▸ Records for this task
--- --- ---
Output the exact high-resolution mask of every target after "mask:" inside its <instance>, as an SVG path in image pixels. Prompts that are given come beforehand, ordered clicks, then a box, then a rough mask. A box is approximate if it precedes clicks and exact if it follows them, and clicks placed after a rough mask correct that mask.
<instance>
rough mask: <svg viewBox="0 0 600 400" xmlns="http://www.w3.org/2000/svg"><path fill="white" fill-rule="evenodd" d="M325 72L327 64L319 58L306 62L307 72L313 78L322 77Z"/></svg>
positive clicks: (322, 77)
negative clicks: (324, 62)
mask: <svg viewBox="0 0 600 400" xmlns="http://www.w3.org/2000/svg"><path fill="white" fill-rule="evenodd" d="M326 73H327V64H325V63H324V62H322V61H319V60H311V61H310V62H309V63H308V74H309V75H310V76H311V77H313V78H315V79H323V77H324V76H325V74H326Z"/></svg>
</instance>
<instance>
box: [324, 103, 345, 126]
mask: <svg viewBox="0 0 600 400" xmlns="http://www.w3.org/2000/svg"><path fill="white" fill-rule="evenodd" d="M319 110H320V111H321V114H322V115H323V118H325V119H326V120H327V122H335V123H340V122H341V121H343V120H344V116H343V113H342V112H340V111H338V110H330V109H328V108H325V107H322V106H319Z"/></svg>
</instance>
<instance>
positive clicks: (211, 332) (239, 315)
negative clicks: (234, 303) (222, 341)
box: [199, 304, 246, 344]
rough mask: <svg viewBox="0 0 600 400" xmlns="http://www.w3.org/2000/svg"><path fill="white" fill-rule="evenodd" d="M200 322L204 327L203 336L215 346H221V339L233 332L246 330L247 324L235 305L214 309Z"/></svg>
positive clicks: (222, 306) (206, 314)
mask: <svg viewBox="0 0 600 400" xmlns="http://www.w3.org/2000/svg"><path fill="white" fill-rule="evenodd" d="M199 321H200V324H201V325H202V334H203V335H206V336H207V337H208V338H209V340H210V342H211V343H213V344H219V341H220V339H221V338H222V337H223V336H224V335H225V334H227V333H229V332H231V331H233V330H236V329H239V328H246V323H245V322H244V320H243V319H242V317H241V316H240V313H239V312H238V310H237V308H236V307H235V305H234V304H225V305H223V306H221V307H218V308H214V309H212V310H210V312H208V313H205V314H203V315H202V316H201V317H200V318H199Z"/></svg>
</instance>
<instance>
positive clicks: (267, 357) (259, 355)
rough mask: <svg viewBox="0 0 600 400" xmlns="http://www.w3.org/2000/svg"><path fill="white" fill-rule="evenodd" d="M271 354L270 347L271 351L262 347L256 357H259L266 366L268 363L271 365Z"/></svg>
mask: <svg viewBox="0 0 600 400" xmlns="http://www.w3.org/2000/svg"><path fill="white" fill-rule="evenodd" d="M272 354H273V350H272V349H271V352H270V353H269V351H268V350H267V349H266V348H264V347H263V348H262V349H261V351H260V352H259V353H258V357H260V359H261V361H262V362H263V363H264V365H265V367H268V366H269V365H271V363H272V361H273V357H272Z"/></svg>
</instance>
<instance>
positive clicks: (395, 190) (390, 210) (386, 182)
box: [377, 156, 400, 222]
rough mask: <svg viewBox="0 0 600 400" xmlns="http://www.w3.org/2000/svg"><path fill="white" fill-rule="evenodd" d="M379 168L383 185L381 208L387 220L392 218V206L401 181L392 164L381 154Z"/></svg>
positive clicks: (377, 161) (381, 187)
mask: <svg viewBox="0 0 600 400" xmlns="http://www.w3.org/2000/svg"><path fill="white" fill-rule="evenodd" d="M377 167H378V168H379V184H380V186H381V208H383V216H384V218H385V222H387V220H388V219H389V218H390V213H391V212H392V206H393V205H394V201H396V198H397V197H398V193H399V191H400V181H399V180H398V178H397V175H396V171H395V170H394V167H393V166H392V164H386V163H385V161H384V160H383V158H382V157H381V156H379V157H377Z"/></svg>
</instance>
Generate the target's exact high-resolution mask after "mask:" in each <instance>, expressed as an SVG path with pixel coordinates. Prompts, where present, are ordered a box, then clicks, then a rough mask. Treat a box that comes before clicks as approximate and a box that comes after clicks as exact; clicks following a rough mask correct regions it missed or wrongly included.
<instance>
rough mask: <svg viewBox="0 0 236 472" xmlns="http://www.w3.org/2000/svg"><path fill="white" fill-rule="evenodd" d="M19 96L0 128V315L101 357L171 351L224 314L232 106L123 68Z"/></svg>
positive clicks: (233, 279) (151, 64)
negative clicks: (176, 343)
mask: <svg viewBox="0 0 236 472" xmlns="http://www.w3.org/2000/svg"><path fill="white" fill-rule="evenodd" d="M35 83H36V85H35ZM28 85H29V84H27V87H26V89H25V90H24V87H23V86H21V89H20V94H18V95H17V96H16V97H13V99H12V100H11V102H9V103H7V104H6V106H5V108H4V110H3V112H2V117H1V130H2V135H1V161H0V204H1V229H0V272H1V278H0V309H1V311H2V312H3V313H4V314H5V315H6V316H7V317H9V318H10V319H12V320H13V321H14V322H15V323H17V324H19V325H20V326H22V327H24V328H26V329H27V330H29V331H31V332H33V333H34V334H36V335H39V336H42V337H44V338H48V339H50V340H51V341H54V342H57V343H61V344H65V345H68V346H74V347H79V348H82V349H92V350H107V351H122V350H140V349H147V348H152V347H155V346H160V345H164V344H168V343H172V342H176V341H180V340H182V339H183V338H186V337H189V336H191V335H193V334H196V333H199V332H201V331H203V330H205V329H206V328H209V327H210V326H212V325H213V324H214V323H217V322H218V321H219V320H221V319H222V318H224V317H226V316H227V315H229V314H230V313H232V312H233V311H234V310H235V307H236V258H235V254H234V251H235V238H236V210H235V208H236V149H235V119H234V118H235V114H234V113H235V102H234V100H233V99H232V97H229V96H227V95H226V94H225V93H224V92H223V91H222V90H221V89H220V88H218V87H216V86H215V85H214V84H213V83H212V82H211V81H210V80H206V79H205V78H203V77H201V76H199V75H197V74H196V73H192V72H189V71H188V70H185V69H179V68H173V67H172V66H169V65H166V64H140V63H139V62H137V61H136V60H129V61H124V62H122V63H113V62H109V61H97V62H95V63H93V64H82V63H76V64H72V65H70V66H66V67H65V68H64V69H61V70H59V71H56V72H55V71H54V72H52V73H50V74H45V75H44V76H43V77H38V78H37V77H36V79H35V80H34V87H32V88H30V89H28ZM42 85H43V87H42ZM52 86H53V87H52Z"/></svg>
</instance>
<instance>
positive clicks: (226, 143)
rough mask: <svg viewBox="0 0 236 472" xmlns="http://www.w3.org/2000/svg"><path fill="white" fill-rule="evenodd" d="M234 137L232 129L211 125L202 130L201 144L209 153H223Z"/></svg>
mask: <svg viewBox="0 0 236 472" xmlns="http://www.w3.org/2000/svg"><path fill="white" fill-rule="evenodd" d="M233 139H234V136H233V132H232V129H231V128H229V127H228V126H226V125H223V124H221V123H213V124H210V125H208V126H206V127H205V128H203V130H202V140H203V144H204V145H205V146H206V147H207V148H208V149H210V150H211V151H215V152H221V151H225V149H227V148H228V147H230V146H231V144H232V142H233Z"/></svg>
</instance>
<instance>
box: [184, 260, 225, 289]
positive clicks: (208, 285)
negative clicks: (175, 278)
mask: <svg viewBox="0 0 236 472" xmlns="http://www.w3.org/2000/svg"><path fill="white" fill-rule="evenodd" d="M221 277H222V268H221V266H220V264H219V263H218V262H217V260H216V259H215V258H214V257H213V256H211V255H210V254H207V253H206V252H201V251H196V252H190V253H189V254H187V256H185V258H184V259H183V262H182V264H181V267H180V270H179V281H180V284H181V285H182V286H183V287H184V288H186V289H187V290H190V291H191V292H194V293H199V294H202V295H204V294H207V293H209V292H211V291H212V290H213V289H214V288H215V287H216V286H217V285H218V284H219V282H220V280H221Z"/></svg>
--- --- ---
▸ The problem
Find the line with "positive clicks: (211, 332) (239, 315)" in the entries above. Retype it and each line after it, exactly, through the line with "168L383 185L381 208L387", and stop there.

▸ Problem solution
positive clicks: (211, 332) (239, 315)
negative clicks: (234, 303) (222, 341)
box: [199, 304, 246, 344]
rough mask: <svg viewBox="0 0 600 400" xmlns="http://www.w3.org/2000/svg"><path fill="white" fill-rule="evenodd" d="M200 322L204 327L203 336L215 346H221V339L233 332L246 330L247 324L235 305L214 309Z"/></svg>
positive clicks: (222, 306) (206, 314)
mask: <svg viewBox="0 0 600 400" xmlns="http://www.w3.org/2000/svg"><path fill="white" fill-rule="evenodd" d="M199 321H200V324H201V325H202V334H203V335H206V336H207V337H208V338H209V340H210V342H211V343H213V344H219V341H220V339H221V338H222V337H223V336H224V335H225V334H227V333H229V332H231V331H233V330H236V329H239V328H246V323H245V322H244V320H243V319H242V317H241V316H240V313H239V312H238V310H237V308H236V307H235V305H234V304H225V305H223V306H221V307H218V308H214V309H212V310H210V312H208V313H205V314H203V315H202V316H201V317H200V318H199Z"/></svg>
</instance>
<instance>
positive clicks: (267, 357) (259, 355)
rough mask: <svg viewBox="0 0 600 400" xmlns="http://www.w3.org/2000/svg"><path fill="white" fill-rule="evenodd" d="M271 354L270 347L271 351L262 347L256 357H259L266 366L268 363L271 365Z"/></svg>
mask: <svg viewBox="0 0 600 400" xmlns="http://www.w3.org/2000/svg"><path fill="white" fill-rule="evenodd" d="M272 354H273V350H272V349H271V352H270V353H269V351H268V350H267V349H266V348H264V347H263V348H262V349H261V351H260V352H259V353H258V357H260V359H261V361H262V362H263V363H264V365H265V367H268V366H269V365H271V363H272V361H273V357H272Z"/></svg>
</instance>
<instance>
positive clicks: (395, 190) (390, 210) (386, 182)
box: [377, 156, 400, 222]
rough mask: <svg viewBox="0 0 600 400" xmlns="http://www.w3.org/2000/svg"><path fill="white" fill-rule="evenodd" d="M379 168L383 185L381 208L387 220L392 218V206L401 181L392 164L381 154Z"/></svg>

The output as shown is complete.